(Task prompt):
Rewrite the data below, changing every occurrence of "pointer" to "locator" and leaving all else unchanged.

— START OF Exercise data —

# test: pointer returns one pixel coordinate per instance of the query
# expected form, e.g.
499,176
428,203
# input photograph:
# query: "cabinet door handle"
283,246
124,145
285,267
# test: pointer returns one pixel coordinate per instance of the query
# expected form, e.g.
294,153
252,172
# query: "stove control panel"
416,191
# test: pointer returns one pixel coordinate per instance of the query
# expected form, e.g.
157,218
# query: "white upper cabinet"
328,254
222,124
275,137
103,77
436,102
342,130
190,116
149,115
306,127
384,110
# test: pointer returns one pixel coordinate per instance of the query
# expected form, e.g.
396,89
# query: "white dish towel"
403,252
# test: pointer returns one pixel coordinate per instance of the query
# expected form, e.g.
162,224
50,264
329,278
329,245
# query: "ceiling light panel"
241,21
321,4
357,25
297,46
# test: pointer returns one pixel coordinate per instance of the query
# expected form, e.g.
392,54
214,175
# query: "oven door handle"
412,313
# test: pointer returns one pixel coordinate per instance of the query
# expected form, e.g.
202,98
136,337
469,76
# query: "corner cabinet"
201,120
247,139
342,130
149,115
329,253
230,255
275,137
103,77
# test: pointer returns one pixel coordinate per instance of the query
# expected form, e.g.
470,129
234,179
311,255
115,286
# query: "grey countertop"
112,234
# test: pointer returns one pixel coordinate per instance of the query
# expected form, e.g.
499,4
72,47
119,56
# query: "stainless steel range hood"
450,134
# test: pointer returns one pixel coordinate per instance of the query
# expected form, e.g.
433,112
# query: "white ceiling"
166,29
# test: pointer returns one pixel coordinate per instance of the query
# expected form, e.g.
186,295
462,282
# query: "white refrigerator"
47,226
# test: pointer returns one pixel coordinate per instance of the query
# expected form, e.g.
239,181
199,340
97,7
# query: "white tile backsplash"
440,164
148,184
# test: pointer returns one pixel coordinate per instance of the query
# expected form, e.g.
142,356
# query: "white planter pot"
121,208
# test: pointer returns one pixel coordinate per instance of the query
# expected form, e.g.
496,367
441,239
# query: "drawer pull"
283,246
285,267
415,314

— END OF Exercise data —

(Answer to the problem):
# test: locator returns one pixel coordinate per instance of the query
# expected form, e.g.
499,176
428,203
# input photograph:
# query: "cabinet door handle"
283,246
124,145
285,267
# test: locator returns one pixel coordinate per instance of the query
# expected form, e.g.
294,153
252,172
# query: "stove control panel"
416,191
# test: locator returns one pixel coordinate per instance of the query
# expected form, e.g.
157,218
# query: "white upper cabinet"
328,254
222,124
275,137
103,77
436,102
342,130
190,116
149,115
306,127
384,110
# test: locator returns one pixel coordinate per instance of the query
# expected form, e.g.
396,89
# query: "white dish towel"
403,252
# test: locator returns one pixel coordinate per instance of the query
# expected form, e.g.
162,224
50,264
329,278
329,245
# query: "ceiling light panel"
241,21
321,4
357,25
297,46
# test: locator returns one pixel coordinate per instance of the query
# expected form, e.g.
392,54
214,175
# query: "oven door handle"
412,313
# test: locator returns one pixel coordinate per instance of the query
# expected form, e.g.
202,98
136,337
469,76
# query: "corner cabinet"
201,120
247,139
342,130
149,115
329,253
230,255
275,137
103,77
# test: locator returns one pixel coordinate per instance of the query
# expected form, e.g.
470,129
234,179
311,255
115,286
# query: "grey countertop"
112,234
# test: locator returns one pixel coordinate per instance of the query
# expected form, e.g.
499,4
72,47
119,56
# query: "stainless steel range hood"
450,134
# test: locator returns one pixel coordinate per instance of the query
# expected form, e.g.
433,112
# query: "white ceiling"
166,29
# test: locator returns one pixel coordinate per instance of the query
# expected form, e.g.
186,295
462,282
# query: "white refrigerator"
47,226
# test: locator returns one pixel coordinate per instance of the query
# expected form, e.g.
239,181
199,340
97,7
# query: "white tile backsplash"
440,164
148,184
# test: locator returns one pixel coordinate per instance of the query
# expected form, e.g.
142,356
# query: "white planter pot"
121,208
# test: locator returns one pixel coordinate per instance of the query
# expected form, e.g.
496,367
441,239
# query: "drawer pull"
283,246
285,267
415,314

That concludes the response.